**Set task:**
Print the records below word for word, but leave out the pictures.

-- start Stored rows --

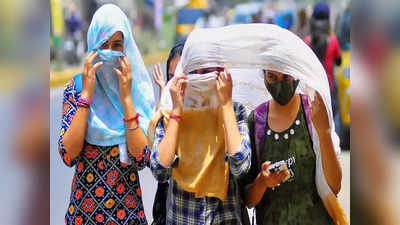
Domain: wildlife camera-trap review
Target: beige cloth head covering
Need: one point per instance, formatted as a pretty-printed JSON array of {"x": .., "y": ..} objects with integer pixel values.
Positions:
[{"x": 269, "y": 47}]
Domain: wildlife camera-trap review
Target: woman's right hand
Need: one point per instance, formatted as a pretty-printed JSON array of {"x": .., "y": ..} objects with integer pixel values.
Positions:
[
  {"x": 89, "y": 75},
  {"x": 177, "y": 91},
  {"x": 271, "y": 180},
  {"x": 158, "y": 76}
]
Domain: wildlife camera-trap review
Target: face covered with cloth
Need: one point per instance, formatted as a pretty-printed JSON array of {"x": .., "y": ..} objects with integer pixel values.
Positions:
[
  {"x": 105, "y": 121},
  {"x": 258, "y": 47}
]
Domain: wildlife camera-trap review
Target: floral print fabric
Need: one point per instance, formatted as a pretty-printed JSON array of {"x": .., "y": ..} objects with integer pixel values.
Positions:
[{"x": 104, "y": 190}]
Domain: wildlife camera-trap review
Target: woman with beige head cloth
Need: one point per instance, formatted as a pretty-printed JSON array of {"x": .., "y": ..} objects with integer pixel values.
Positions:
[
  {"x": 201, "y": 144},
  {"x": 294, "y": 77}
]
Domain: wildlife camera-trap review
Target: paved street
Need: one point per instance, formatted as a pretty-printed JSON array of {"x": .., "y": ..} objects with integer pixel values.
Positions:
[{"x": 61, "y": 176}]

-- end Stored rows --

**Full response:**
Domain: wildlife camera-trap review
Target: beige cloth head covering
Need: one point per instance, formatted as a pretty-printed JSON array of {"x": .., "y": ..} objects with integer pixel values.
Positions:
[{"x": 269, "y": 47}]
Domain: wildlife camera-trap review
Target: woman's right hand
Need: one point per instance, formatted as a pretty-printed JSON array of {"x": .., "y": ..} objects with integer pixel values.
Positions:
[
  {"x": 89, "y": 75},
  {"x": 177, "y": 91},
  {"x": 271, "y": 180},
  {"x": 158, "y": 76}
]
Domain: wildlife camera-trap review
Target: face covered with cloth
Need: one point per instance, formatted as a pretty-printed JSON array of {"x": .., "y": ..} objects with integer pixel values.
Positions:
[
  {"x": 105, "y": 121},
  {"x": 258, "y": 47}
]
Domain: wildlife camera-trap review
Target: floral print fabric
Need: one point per instance, formatted as a pretty-printed JSON array of {"x": .., "y": ..} objects with integer pixel values.
Positions:
[{"x": 104, "y": 190}]
Domain: wildlife camera-trap review
Target: woman with beige head cloth
Need: one point per instance, formatted as a pretty-printed JSON array of {"x": .., "y": ..} objects with integer pixel values.
Positions:
[
  {"x": 201, "y": 144},
  {"x": 294, "y": 77}
]
Domain: wildlife camera-trap review
Target: paved street
Need: one point per instance, formatted as a pretty-printed JSON array of {"x": .., "y": ..} objects with integer pixel values.
Positions:
[{"x": 61, "y": 176}]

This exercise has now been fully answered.